WHAT NEEDS TO BE DONE
Express every line of the items below as a JSON list of strings, one string per line, leaving out any blank lines.
* start ROWS *
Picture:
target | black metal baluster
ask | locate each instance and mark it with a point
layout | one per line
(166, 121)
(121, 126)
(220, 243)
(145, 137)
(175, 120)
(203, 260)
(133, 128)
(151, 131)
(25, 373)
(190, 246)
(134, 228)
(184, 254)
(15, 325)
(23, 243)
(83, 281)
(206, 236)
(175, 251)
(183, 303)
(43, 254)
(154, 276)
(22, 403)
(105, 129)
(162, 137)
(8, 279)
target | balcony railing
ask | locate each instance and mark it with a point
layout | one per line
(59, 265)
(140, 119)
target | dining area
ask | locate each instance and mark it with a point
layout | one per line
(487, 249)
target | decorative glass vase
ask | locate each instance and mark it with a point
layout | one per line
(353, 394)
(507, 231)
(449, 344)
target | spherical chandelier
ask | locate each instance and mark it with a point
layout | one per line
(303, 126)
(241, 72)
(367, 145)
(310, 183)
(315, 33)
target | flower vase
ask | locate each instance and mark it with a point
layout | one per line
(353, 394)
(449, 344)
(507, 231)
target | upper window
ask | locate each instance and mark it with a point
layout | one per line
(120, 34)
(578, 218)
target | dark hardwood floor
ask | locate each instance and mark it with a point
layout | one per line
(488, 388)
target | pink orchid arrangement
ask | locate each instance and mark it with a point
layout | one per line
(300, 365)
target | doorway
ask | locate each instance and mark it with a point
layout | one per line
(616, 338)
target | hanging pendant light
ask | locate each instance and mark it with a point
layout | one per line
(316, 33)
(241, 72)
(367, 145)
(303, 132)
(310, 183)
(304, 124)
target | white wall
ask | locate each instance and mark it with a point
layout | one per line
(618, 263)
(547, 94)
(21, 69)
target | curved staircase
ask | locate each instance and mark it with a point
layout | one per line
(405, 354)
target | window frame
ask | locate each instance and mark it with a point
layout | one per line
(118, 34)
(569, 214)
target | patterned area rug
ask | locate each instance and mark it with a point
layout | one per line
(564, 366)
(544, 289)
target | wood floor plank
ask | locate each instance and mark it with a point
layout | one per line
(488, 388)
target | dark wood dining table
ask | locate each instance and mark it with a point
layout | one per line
* end ROWS *
TASK OUTPUT
[
  "Picture:",
  "target | black metal baluster",
  "ask | locate each instance and mark it with a point",
  "layout | one per line",
  "(166, 121)",
  "(121, 126)",
  "(220, 243)",
  "(145, 137)",
  "(175, 120)",
  "(203, 260)",
  "(133, 128)",
  "(151, 131)",
  "(25, 373)",
  "(190, 246)",
  "(134, 228)",
  "(184, 254)",
  "(15, 325)",
  "(23, 243)",
  "(83, 281)",
  "(206, 236)",
  "(175, 251)",
  "(183, 303)",
  "(43, 254)",
  "(154, 276)",
  "(22, 403)",
  "(105, 129)",
  "(162, 137)",
  "(8, 279)",
  "target | balcony railing",
  "ask | locate each instance and mark it with a point",
  "layout | one per line",
  "(59, 265)",
  "(140, 119)",
  "target | dining area",
  "ask | locate each instance and mark it with a point",
  "layout | one per line",
  "(487, 249)",
  "target | decorative glass vase",
  "ask | locate each instance and mark it with a point",
  "layout | one per line",
  "(353, 394)",
  "(507, 231)",
  "(449, 344)",
  "target | spherical chandelier",
  "ask | locate each instance and mark it with a point",
  "layout | one per line",
  "(303, 126)",
  "(241, 72)",
  "(367, 145)",
  "(310, 183)",
  "(315, 33)",
  "target | flower vase",
  "ask | locate each instance and mark it with a point",
  "layout | one per line",
  "(353, 394)",
  "(449, 344)",
  "(507, 231)",
  "target | upper window",
  "ask | locate each instance and mark it with a point",
  "layout | one per line",
  "(120, 34)",
  "(578, 218)",
  "target | dark hardwood floor",
  "ask | locate each instance and mark it with a point",
  "layout | one per line",
  "(488, 388)",
  "target | pink orchid arrangement",
  "ask | locate each instance and mark it with a point",
  "layout | one per line",
  "(300, 365)",
  "target | doorway",
  "ask | locate each instance and mark it with a point",
  "layout | one per line",
  "(616, 338)",
  "target | hanging pendant light",
  "ask | locate each instance and mark it with a point",
  "layout | one per line",
  "(316, 33)",
  "(241, 72)",
  "(367, 145)",
  "(303, 132)",
  "(310, 183)",
  "(304, 124)",
  "target | white wall",
  "ask | locate each instance and mark it with a point",
  "layout | one per line",
  "(618, 263)",
  "(547, 94)",
  "(21, 69)",
  "target | curved staircase",
  "ask | locate each instance and mark it with a point",
  "layout | one per line",
  "(405, 354)",
  "target | window frame",
  "ask | locate each instance and mark it with a point",
  "layout | one per line",
  "(118, 34)",
  "(569, 214)",
  "target | patterned area rug",
  "ask | locate each instance and mark it with a point",
  "layout | one per line",
  "(564, 366)",
  "(544, 289)",
  "target | wood floor plank",
  "ask | locate each instance and mark it with a point",
  "layout | one per line",
  "(488, 388)",
  "target | dark wood dining table",
  "ask | locate each instance and mark it with a point",
  "layout | one per line"
]